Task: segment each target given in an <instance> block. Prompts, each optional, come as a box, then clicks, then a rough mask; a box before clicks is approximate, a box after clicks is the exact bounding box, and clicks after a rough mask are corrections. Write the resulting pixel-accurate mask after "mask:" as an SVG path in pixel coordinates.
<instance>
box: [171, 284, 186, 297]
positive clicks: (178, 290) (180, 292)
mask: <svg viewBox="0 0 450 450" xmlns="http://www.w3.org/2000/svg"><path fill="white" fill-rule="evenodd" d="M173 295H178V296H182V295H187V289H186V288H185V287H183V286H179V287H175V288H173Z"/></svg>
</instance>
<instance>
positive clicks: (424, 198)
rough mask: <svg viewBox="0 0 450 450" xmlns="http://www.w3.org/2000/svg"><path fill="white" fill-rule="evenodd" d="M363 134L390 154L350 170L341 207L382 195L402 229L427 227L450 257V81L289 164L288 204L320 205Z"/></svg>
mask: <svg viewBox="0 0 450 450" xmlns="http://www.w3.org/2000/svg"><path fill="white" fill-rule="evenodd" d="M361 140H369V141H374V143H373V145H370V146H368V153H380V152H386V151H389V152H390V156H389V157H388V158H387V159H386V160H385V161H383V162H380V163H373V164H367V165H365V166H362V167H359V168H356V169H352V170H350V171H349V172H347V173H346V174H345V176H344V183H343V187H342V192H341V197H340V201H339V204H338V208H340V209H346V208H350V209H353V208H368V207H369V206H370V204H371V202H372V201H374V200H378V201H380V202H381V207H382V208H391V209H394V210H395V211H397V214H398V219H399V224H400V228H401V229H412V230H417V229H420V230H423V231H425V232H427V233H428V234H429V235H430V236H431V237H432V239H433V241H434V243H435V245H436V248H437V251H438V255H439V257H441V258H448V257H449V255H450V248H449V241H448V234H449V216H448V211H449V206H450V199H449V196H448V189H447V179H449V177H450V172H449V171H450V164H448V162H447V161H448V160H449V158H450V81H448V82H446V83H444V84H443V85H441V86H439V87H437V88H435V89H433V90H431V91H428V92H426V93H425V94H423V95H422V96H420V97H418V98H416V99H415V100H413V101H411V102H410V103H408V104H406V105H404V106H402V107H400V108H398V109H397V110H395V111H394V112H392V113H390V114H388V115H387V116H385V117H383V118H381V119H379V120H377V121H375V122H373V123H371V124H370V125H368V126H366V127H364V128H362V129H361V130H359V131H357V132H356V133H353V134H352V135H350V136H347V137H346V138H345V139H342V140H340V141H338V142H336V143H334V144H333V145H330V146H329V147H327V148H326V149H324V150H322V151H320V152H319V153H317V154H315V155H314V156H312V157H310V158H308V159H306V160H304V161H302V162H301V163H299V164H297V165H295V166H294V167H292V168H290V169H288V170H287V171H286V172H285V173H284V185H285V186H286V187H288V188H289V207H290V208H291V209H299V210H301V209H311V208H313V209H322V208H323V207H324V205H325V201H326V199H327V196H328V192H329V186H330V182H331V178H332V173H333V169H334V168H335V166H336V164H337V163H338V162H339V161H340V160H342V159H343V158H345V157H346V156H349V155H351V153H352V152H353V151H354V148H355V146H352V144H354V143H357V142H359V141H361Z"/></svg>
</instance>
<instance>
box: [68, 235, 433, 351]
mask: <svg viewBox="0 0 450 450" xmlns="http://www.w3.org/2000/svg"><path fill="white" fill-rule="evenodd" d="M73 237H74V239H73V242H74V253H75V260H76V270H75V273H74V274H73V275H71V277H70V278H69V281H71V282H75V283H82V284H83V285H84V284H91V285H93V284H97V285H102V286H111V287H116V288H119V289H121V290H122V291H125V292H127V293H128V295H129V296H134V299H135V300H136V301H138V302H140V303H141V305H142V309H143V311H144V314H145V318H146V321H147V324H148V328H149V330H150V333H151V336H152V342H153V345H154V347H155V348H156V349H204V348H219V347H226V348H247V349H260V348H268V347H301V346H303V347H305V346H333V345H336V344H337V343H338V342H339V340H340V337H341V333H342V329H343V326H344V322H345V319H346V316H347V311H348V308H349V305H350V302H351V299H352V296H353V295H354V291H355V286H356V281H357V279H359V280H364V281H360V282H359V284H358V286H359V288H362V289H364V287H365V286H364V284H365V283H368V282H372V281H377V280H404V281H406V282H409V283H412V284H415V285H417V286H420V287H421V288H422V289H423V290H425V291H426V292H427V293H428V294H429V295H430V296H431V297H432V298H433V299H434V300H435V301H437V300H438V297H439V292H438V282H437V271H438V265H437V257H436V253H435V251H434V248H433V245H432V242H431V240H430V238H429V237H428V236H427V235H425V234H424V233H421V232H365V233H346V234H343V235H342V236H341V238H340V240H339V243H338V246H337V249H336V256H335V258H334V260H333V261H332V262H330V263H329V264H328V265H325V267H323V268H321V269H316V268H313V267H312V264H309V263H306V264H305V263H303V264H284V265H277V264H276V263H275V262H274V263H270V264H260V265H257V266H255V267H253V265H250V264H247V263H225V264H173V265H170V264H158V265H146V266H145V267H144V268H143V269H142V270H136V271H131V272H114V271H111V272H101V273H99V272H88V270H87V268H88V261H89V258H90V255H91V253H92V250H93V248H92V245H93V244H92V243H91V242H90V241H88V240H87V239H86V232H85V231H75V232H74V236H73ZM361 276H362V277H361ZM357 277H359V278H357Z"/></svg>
—————
REQUEST:
Please extract every line of the data above that contains the string "rough".

EXERCISE SOLUTION:
Task: segment each target given in an <instance> block. Prompts, each optional, come as a box, then clicks, then a rough mask; a box before clicks is approximate, a box after clicks is the exact bounding box, and clicks after a rough mask are corrections. Write the resulting pixel-accurate mask after "mask:" as an SVG path in pixel coordinates.
rough mask: <svg viewBox="0 0 450 450" xmlns="http://www.w3.org/2000/svg"><path fill="white" fill-rule="evenodd" d="M363 134L390 154L350 170L341 207L382 195L402 229L427 227L450 257V81L289 164L288 204L320 205Z"/></svg>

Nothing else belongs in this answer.